The task: Please put the stretch of lines below, from the line containing "of the chair" through the line containing "<point>339,238</point>", both included, into a Markdown table with the columns Row and Line. Leave out any blank lines.

Recorded information:
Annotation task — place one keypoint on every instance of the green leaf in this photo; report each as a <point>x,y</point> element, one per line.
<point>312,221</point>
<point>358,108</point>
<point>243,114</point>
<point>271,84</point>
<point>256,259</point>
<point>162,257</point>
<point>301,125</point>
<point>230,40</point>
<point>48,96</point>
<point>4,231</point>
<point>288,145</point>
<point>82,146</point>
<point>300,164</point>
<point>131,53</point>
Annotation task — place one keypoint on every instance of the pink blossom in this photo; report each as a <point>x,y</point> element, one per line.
==
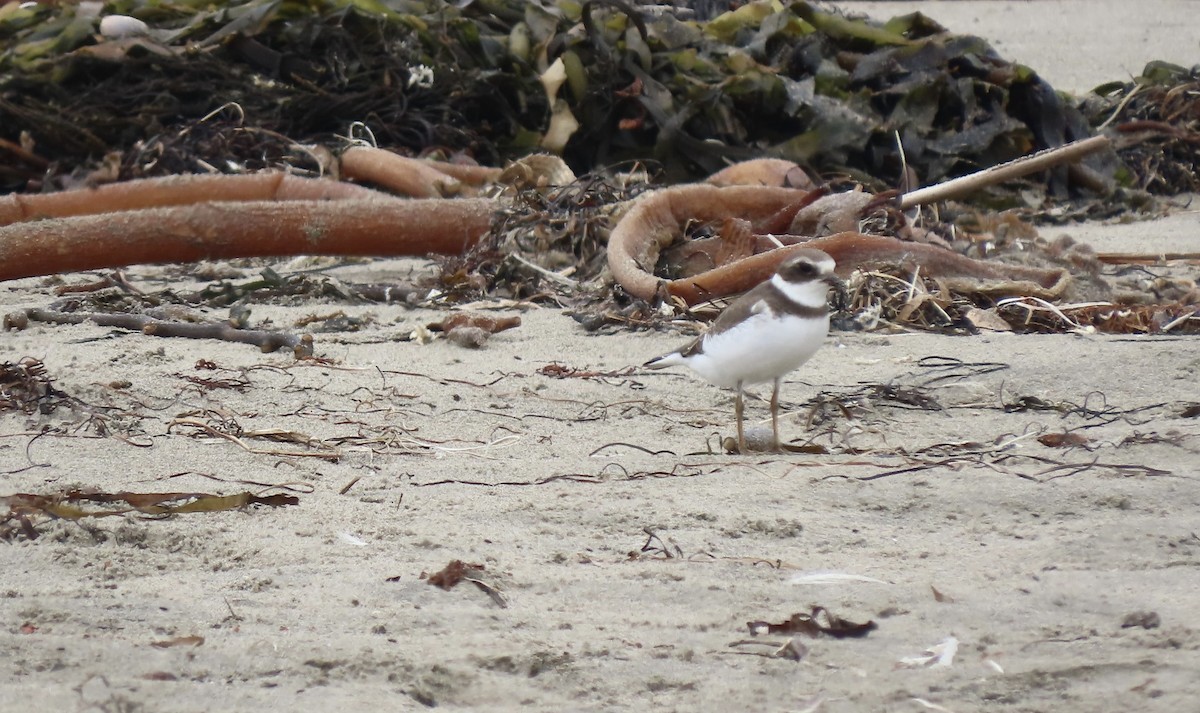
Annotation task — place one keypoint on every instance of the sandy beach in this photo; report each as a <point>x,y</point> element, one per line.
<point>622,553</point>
...
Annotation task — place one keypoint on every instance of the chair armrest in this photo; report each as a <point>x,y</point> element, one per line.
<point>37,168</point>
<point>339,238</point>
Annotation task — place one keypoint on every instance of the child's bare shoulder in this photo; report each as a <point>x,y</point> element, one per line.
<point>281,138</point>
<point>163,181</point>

Result of the task:
| Row | Line |
|---|---|
| 1 | Annotation task — place one keypoint on every instance of the chair armrest in this photo; report each as a <point>x,y</point> element, one per line. |
| 2 | <point>37,168</point> |
| 3 | <point>339,238</point> |